WORK ITEM: What lines in the entries hold the string "positive"? List them.
--- INPUT ---
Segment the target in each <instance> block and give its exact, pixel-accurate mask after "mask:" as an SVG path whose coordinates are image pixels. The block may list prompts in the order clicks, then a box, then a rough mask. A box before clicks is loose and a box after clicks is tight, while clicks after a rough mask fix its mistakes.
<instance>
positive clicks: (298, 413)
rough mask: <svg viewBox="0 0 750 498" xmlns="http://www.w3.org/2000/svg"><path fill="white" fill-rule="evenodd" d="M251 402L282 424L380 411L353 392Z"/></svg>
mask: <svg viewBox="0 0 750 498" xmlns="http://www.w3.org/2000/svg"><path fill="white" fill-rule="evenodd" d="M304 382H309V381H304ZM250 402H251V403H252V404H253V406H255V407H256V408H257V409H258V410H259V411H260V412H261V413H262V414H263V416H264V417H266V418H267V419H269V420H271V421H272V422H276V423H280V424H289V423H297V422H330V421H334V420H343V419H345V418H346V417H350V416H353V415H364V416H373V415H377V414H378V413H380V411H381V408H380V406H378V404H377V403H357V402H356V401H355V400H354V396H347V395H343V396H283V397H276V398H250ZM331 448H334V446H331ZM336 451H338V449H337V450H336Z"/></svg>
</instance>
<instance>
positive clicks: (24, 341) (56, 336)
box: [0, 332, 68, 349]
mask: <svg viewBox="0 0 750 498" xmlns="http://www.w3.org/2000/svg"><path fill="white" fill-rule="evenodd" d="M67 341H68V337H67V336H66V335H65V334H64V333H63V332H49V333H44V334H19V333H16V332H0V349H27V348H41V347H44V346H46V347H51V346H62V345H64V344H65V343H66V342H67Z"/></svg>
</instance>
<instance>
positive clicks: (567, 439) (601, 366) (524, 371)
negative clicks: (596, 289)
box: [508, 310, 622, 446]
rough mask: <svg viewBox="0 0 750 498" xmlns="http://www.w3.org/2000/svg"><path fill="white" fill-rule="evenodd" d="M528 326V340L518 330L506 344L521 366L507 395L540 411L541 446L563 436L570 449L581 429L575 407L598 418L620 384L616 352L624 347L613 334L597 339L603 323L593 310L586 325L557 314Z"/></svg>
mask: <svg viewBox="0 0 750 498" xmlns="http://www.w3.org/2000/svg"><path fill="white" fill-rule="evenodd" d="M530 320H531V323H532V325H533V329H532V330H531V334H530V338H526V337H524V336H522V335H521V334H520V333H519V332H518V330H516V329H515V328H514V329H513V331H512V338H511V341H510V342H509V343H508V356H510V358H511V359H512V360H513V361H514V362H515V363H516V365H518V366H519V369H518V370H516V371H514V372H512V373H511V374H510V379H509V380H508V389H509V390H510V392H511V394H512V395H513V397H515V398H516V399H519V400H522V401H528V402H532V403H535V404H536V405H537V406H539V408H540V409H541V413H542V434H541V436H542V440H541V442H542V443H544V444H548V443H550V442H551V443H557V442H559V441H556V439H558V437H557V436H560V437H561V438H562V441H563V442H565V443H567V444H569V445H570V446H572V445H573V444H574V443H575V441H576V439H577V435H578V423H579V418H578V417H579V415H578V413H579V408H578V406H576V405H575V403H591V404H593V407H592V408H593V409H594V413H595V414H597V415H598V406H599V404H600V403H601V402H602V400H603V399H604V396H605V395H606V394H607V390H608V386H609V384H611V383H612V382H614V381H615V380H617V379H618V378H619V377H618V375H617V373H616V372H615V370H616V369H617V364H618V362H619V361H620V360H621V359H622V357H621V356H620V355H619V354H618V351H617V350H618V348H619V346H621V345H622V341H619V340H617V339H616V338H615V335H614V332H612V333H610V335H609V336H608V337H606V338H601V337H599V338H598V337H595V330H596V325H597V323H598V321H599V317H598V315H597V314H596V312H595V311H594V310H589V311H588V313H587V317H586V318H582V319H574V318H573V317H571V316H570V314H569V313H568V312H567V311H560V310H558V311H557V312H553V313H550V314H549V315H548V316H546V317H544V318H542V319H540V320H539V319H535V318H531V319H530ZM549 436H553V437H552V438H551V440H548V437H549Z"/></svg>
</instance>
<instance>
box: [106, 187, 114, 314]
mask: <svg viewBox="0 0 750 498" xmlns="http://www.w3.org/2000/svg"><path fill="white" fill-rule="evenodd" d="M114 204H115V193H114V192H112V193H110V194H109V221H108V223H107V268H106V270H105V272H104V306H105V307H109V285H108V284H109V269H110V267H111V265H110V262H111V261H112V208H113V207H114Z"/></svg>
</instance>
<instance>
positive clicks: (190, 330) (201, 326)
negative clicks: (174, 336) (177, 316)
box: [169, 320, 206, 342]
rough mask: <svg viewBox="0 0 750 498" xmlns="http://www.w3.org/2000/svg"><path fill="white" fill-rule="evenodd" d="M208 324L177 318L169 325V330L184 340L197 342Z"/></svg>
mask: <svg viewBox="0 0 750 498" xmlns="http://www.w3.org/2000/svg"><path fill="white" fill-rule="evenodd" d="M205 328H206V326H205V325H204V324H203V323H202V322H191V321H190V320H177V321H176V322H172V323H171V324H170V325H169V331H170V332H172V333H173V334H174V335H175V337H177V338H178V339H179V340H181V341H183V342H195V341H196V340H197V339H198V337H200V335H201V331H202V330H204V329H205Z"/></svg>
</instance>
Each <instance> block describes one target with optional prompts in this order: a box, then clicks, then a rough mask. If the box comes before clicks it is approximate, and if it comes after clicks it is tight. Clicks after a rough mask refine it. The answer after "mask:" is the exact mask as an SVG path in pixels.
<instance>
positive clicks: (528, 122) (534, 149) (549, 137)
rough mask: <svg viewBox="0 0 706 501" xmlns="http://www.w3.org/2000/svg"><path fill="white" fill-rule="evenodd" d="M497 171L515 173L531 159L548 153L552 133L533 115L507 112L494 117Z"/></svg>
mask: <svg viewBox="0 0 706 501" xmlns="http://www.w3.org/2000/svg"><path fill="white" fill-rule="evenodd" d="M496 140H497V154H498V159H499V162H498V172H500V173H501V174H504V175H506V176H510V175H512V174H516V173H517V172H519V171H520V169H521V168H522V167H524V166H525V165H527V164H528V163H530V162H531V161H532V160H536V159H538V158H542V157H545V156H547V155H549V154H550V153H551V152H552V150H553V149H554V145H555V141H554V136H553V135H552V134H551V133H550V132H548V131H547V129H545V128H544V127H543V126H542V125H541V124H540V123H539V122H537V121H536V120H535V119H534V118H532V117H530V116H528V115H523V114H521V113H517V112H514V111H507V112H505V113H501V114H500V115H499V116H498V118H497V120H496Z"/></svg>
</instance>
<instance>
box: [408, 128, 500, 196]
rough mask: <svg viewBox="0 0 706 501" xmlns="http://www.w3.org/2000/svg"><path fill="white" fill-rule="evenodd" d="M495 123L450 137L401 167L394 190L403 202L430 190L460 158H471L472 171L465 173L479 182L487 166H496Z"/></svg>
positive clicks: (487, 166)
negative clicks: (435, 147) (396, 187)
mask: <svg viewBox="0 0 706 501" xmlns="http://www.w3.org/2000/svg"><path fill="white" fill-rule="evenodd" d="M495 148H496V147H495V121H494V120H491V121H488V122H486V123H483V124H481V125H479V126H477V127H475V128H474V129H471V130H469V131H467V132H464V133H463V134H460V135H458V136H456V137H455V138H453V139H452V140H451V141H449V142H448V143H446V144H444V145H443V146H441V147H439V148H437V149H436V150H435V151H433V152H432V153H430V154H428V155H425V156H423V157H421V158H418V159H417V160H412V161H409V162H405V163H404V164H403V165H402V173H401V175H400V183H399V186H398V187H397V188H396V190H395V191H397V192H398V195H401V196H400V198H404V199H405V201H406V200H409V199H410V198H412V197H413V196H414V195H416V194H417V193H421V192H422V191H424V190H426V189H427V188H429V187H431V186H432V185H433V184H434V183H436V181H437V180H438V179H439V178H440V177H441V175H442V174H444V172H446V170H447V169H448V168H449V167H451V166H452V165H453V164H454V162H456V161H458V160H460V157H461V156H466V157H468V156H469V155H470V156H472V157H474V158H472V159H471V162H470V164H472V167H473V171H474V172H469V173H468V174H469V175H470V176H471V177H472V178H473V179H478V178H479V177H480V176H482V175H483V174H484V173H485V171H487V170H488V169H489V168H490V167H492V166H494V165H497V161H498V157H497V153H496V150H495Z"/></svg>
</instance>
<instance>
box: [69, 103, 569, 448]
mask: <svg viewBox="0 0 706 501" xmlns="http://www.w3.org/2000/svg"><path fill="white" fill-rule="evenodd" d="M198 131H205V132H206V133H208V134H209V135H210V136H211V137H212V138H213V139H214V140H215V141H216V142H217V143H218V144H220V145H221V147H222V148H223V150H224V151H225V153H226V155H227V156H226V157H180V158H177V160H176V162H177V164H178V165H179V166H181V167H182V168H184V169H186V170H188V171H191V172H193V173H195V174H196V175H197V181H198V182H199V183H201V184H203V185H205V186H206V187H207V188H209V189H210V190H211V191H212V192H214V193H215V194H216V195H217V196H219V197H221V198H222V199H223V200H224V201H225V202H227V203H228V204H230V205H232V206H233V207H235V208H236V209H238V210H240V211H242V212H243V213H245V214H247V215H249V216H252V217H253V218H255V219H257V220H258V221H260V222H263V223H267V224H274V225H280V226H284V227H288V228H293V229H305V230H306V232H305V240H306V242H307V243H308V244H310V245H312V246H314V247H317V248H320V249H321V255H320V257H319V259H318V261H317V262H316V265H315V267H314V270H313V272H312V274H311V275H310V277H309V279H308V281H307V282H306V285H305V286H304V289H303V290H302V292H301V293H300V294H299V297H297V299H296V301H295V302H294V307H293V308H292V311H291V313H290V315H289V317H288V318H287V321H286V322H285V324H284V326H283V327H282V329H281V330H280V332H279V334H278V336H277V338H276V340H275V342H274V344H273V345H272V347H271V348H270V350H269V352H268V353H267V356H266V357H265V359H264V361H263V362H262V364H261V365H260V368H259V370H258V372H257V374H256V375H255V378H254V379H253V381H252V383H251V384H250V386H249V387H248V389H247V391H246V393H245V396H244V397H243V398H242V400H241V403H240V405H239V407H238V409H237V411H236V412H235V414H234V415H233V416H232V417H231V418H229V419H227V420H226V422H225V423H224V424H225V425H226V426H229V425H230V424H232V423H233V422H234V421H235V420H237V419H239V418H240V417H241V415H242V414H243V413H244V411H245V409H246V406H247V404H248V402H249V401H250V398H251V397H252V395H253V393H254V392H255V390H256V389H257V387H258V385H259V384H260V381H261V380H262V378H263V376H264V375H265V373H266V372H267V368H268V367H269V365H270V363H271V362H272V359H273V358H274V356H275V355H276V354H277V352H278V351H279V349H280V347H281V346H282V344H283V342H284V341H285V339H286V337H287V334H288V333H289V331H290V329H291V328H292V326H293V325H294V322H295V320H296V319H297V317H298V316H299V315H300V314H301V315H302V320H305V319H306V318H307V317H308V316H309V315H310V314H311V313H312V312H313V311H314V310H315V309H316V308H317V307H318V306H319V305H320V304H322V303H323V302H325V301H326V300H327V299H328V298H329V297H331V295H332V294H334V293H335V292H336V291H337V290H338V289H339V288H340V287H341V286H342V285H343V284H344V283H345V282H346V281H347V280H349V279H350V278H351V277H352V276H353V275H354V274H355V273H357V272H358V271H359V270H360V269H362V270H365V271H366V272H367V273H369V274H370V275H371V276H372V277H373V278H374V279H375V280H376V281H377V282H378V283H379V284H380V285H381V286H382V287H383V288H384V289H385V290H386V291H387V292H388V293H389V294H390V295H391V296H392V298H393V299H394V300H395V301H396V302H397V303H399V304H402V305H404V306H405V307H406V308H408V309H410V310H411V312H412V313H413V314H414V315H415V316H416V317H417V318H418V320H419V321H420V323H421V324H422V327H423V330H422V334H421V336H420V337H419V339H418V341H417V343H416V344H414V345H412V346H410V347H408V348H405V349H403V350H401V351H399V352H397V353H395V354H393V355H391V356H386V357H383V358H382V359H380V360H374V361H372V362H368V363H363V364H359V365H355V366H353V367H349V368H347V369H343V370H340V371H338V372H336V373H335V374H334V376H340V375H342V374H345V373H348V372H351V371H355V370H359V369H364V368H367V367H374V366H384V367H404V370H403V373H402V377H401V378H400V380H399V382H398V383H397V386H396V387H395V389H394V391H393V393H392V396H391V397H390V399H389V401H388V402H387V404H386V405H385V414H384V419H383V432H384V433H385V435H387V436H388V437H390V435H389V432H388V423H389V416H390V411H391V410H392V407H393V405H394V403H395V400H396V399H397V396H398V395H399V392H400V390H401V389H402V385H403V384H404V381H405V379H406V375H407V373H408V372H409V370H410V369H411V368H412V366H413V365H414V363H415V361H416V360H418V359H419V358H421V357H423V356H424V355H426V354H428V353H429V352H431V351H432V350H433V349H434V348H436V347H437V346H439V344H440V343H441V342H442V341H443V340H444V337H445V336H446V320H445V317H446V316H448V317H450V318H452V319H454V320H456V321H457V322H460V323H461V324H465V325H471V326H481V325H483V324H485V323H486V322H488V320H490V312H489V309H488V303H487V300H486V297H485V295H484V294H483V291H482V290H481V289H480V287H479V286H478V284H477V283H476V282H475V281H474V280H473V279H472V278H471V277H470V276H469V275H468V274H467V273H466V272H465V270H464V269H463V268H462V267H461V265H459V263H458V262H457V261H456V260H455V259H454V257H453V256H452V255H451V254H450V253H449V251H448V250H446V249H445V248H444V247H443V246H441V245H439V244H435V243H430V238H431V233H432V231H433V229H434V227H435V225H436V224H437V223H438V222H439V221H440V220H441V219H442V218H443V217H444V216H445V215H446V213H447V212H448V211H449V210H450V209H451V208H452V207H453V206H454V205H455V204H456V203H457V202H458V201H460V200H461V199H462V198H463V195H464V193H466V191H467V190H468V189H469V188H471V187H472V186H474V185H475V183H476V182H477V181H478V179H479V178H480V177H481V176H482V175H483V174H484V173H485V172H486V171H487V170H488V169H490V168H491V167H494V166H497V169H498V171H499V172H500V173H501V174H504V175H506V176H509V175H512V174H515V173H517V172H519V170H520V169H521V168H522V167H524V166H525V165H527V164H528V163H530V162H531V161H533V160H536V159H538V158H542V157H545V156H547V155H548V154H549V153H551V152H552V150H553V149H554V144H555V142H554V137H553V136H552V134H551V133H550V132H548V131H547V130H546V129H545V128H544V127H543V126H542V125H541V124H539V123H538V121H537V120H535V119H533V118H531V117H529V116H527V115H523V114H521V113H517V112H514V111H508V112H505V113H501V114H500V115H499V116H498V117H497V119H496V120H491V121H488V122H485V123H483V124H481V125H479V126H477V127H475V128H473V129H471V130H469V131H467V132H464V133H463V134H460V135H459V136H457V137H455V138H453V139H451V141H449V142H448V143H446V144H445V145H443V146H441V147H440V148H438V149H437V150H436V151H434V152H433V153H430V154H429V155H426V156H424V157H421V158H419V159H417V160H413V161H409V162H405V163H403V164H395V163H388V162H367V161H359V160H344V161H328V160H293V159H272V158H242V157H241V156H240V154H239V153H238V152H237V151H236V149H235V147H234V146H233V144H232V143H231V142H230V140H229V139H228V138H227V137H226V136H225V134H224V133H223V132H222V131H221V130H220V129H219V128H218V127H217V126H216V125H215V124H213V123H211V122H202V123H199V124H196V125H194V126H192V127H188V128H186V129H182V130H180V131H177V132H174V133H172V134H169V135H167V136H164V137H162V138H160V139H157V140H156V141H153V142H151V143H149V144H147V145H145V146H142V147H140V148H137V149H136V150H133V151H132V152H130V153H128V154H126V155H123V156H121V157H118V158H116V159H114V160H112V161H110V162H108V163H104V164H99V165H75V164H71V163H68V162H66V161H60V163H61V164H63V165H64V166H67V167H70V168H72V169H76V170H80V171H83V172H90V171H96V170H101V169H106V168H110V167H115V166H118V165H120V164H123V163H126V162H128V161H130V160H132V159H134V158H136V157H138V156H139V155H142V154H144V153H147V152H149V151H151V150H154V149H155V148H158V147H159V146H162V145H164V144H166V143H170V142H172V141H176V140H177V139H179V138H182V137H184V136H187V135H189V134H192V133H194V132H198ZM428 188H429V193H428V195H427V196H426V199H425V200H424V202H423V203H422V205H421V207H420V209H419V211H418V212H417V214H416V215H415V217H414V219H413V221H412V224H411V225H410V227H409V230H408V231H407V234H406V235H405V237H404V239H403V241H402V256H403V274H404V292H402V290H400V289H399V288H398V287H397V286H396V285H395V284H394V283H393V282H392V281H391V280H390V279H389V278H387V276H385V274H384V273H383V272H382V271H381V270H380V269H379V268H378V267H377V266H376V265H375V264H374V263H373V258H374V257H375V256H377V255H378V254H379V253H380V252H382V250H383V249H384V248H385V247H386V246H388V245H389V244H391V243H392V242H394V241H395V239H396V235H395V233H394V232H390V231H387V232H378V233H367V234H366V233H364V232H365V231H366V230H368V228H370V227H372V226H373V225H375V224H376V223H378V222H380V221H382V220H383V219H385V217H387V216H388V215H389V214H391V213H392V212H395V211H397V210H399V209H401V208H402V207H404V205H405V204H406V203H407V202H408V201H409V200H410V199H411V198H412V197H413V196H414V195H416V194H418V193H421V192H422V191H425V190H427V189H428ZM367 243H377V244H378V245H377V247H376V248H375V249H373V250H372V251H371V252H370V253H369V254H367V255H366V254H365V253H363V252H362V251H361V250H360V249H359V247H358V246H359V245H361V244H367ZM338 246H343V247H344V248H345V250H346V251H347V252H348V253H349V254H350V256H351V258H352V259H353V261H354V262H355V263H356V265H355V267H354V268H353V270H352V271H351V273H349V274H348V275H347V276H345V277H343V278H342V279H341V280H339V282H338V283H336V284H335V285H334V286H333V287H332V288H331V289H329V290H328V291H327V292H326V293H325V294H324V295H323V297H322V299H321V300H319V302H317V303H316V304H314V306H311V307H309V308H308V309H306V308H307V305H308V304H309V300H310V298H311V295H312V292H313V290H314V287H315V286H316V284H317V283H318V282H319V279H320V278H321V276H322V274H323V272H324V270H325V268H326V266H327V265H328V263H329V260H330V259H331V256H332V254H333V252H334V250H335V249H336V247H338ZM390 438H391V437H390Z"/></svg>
---
EXERCISE ANSWER:
positive clicks: (298, 413)
positive clicks: (24, 341) (56, 336)
positive clicks: (567, 439) (601, 366) (524, 371)
positive clicks: (190, 330) (201, 326)
positive clicks: (528, 122) (534, 149) (549, 137)
positive clicks: (487, 166)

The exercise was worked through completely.